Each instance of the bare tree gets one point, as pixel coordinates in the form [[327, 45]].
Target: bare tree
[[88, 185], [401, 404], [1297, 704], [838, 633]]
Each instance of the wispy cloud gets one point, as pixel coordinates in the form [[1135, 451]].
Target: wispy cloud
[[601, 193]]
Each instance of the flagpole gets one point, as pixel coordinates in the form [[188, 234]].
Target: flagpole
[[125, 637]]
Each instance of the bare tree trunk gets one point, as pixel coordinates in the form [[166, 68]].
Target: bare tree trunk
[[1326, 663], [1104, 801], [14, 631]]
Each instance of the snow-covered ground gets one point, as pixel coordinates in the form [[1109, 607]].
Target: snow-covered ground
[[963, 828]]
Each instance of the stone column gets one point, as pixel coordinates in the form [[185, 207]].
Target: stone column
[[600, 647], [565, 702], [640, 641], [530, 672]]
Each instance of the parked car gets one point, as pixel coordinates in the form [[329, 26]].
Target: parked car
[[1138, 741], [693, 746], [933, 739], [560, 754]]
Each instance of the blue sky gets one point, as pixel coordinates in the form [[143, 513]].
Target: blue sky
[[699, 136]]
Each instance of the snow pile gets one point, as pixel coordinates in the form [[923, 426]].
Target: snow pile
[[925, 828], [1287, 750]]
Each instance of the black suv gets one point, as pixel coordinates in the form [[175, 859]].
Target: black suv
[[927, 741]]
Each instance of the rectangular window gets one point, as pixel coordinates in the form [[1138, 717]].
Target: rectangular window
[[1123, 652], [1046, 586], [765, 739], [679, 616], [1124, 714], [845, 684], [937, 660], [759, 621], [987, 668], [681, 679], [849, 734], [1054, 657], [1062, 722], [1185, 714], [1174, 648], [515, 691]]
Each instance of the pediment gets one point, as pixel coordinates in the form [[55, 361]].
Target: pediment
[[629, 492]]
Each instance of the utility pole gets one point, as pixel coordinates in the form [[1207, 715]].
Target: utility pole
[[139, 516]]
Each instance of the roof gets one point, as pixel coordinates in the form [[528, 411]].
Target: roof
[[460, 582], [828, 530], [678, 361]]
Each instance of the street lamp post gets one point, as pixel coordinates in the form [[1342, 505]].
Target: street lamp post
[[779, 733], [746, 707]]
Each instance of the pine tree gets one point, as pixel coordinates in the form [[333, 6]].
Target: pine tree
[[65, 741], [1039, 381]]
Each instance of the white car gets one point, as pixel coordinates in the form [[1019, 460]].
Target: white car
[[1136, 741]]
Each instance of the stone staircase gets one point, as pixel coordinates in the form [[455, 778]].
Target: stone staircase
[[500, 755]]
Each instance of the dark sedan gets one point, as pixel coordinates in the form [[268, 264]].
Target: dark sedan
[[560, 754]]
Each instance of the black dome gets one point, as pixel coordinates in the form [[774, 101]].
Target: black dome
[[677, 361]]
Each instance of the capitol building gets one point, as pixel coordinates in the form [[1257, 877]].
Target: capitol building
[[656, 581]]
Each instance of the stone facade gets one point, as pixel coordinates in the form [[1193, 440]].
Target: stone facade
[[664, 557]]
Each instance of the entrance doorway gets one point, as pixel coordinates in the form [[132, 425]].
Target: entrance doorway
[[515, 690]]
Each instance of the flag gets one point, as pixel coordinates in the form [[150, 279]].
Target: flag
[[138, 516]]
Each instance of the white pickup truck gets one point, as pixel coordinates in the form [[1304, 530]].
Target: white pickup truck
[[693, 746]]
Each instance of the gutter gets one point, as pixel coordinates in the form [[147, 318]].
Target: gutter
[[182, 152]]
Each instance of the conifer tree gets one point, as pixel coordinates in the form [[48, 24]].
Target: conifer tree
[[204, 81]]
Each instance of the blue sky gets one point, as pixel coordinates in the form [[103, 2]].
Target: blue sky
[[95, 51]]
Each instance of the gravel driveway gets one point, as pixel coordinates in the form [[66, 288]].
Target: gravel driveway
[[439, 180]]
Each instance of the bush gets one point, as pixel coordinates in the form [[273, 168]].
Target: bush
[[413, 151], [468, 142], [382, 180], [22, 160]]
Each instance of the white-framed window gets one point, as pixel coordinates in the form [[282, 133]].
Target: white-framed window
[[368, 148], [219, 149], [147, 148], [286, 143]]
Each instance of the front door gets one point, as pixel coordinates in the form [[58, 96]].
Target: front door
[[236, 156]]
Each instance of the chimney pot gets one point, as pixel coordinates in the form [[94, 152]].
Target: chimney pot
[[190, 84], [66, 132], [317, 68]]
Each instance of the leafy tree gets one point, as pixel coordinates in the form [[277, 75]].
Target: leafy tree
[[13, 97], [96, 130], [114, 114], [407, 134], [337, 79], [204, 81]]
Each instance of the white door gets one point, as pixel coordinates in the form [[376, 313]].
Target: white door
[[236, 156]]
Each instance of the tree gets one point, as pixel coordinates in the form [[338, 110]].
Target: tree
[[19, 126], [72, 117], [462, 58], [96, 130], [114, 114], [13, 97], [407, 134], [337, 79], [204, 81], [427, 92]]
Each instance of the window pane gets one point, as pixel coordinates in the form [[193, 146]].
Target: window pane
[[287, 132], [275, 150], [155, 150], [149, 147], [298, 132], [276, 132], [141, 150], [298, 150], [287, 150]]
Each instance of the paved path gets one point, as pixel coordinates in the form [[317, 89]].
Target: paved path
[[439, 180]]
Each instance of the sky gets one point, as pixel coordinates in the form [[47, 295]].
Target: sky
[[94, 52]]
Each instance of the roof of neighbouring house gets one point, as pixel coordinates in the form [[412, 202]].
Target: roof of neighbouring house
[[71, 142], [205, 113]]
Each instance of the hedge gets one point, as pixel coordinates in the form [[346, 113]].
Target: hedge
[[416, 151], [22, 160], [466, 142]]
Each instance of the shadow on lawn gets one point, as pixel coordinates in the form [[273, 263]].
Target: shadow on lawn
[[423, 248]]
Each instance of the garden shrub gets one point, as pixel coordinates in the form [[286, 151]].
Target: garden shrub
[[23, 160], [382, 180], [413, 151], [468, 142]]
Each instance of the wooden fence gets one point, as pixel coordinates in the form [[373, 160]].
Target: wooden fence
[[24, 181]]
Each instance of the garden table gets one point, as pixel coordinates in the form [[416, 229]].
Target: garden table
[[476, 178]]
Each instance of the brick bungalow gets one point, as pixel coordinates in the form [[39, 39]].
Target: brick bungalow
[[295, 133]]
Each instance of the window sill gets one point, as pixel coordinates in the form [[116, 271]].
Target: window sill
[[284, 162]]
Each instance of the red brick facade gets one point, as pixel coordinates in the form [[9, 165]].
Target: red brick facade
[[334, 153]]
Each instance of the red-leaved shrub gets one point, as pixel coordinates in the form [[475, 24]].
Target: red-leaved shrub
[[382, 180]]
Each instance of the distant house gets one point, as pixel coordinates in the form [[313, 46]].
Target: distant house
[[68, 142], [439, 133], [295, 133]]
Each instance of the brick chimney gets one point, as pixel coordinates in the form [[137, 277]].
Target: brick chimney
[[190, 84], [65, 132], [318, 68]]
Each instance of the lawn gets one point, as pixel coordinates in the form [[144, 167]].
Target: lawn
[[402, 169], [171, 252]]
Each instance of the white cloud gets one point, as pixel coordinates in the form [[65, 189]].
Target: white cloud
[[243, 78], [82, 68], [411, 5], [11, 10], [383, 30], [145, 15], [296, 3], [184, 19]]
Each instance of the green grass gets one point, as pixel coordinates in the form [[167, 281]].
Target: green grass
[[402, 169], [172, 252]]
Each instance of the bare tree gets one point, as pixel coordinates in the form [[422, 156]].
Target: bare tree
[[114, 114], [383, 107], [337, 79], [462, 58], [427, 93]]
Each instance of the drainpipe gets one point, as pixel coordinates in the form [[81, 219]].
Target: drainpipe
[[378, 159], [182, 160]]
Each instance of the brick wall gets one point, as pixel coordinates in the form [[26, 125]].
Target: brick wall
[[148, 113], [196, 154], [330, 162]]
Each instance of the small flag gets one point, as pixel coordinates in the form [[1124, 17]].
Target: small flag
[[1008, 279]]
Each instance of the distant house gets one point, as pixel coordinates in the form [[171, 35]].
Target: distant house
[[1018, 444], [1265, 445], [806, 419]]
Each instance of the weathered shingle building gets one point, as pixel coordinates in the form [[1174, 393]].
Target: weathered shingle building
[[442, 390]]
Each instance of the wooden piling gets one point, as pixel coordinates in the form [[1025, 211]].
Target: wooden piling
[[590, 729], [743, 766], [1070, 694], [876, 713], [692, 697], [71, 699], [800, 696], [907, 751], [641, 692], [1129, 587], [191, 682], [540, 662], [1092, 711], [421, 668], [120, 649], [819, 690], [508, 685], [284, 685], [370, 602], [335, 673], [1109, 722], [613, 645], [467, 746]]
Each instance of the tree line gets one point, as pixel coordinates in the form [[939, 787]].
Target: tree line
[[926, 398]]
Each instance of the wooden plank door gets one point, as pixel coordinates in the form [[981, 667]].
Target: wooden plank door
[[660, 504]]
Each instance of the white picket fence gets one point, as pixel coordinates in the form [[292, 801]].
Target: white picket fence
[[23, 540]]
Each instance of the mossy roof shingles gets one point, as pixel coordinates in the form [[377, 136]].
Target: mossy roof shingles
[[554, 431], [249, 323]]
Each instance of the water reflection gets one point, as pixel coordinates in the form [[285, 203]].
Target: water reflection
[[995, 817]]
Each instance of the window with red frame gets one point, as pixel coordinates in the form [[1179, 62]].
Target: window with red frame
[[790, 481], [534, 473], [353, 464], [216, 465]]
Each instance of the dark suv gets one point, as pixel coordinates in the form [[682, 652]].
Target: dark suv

**WORK REQUIRED**. The first line of the records and every line down to the line with "Each instance of the parked" must be quoted exactly; leave out all else.

**REPLY**.
Each instance of the bare tree gets one point, as pixel coordinates in the form [[327, 45]].
Target: bare tree
[[88, 185], [401, 404], [1297, 704], [838, 633]]
Each instance of the wispy cloud gets one point, as pixel coordinates in the form [[1135, 451]].
Target: wispy cloud
[[601, 193]]
Each instance of the flagpole gets one point, as pixel coordinates in the form [[188, 234]].
Target: flagpole
[[125, 637]]
Each instance of the bare tree trunk gets one point, as pixel coordinates in the form [[166, 68]].
Target: bare tree trunk
[[1326, 663], [1104, 801], [14, 631]]
Each instance of the snow-covered ground gets one point, as pixel coordinates in the form [[1109, 607]].
Target: snow-covered ground
[[963, 828]]
Each instance of the stone column gets one point, as pixel coordinates in the form [[185, 207]].
Target: stone column
[[600, 647], [565, 702], [640, 641], [530, 672]]
Each instance of the parked car gets one point, as pixel coordinates in the form [[329, 26]].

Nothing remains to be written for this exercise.